• Passage provided:
** Start **
Re: TWCS: Repair create new buckets with old data

Jonathan Haddad Wed, 24 Oct 2018 11:43:20 -0700

Hey Meg, a couple thoughts.

>   Set a table level TTL with TWCS, and stop setting it with
inserts/updates (insert TTL overrides table level TTL). So, that your
entire sstable expires at the same time, as opposed to each insert expiring
at its own pace. So that for tombstone clean up, the system can just drop
the entire sstable at once.


Setting the TTL on a table or the query gives you the same exact result.
Setting it on the table is just there for convenience.  If it's not set at
the query level, it uses the default value.
See org.apache.cassandra.cql3.Attributes#getTimeToLive.  Generally speaking
I'd rather set it at the table level as well, but it's just to avoid weird
application bugs, not as an optimization.

>   I’d suggest removing the -pr. Running incremental repair with TWCS is
better.

If incremental repair worked correctly I would agree with you, but
unfortunately it doesn't.  Incremental repair has some subtle bugs that can
result in massive overstreaming due to the fact that it will sometimes not
correctly mark data as repaired.  My coworker Alex wrote up a good summary
on the changes to incremental going into 4.0 to fix these issues, it's
worth a read.
http://thelastpickle.com/blog/2018/09/10/incremental-repair-improvements-in-cassandra-4.html
.
** End **
• Requests:
1. According to the forum reply, what value is used when the TTL is not set at the query level?
2. Rewrite the forum reply between "Jonathan Haddad Wed, 24" and "the default value.", inclusive, substituting "SSTable" for every occurrence of "sstable".

• Available data:
** Start **
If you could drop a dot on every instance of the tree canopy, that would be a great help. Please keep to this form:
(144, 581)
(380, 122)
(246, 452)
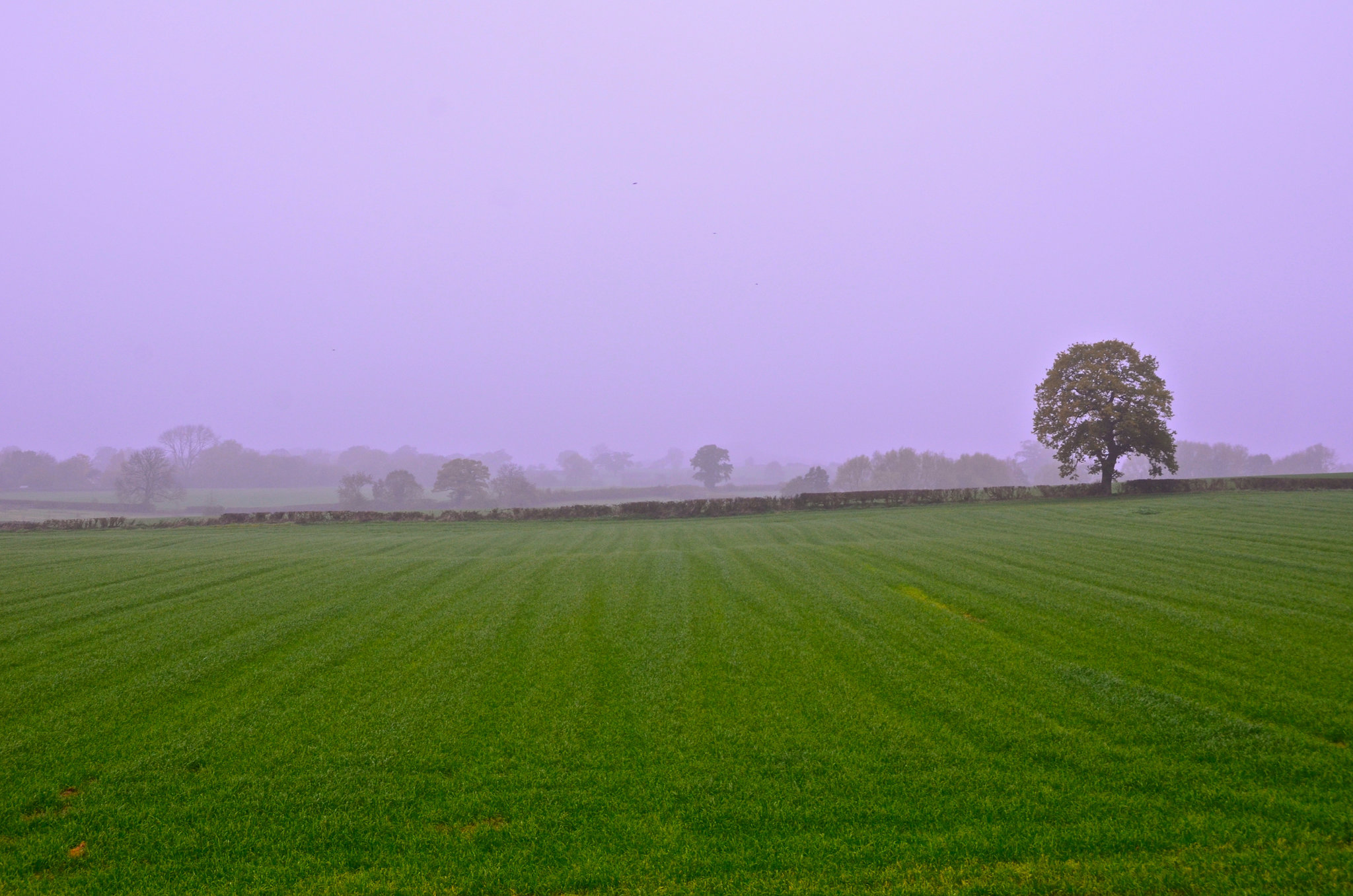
** End **
• Full answers:
1. The default value.

2.
Jonathan Haddad Wed, 24 Oct 2018 11:43:20 -0700

Hey Meg, a couple thoughts.

>   Set a table level TTL with TWCS, and stop setting it with
inserts/updates (insert TTL overrides table level TTL). So, that your
entire SSTable expires at the same time, as opposed to each insert expiring
at its own pace. So that for tombstone clean up, the system can just drop
the entire SSTable at once.


Setting the TTL on a table or the query gives you the same exact result.
Setting it on the table is just there for convenience.  If it's not set at
the query level, it uses the default value.